==== Exercise materials

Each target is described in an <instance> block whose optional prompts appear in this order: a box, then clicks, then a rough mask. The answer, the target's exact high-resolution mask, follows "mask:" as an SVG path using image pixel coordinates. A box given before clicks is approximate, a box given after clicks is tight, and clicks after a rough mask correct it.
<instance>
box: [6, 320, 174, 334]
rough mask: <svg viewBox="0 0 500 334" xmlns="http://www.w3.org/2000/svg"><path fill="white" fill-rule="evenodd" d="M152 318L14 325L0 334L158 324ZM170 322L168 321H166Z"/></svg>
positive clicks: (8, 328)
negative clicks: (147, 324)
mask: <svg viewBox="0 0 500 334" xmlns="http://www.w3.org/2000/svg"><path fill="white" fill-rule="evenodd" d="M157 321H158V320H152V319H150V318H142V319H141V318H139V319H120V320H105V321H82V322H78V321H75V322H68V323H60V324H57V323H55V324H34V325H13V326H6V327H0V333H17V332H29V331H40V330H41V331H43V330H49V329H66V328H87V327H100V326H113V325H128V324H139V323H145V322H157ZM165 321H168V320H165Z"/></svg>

========

* [Task brief]:
Print the records again, exactly as they stand above.

* [Output for this exercise]:
Each target is described in an <instance> block whose optional prompts appear in this order: a box, then clicks, then a rough mask. The answer, the target's exact high-resolution mask, follows "mask:" as an SVG path using image pixel coordinates. A box given before clicks is approximate, a box given after clicks is tight, and clicks after a rough mask correct it.
<instance>
box: [6, 320, 174, 334]
rough mask: <svg viewBox="0 0 500 334" xmlns="http://www.w3.org/2000/svg"><path fill="white" fill-rule="evenodd" d="M152 318L14 325L0 334L158 324ZM170 322L168 321H166Z"/></svg>
positive clicks: (8, 328)
negative clicks: (147, 324)
mask: <svg viewBox="0 0 500 334" xmlns="http://www.w3.org/2000/svg"><path fill="white" fill-rule="evenodd" d="M157 321H158V320H152V319H150V318H142V319H141V318H139V319H120V320H105V321H82V322H78V321H75V322H68V323H60V324H57V323H55V324H34V325H13V326H6V327H0V333H17V332H29V331H40V330H41V331H43V330H49V329H66V328H87V327H100V326H113V325H128V324H139V323H145V322H157ZM165 321H168V320H165Z"/></svg>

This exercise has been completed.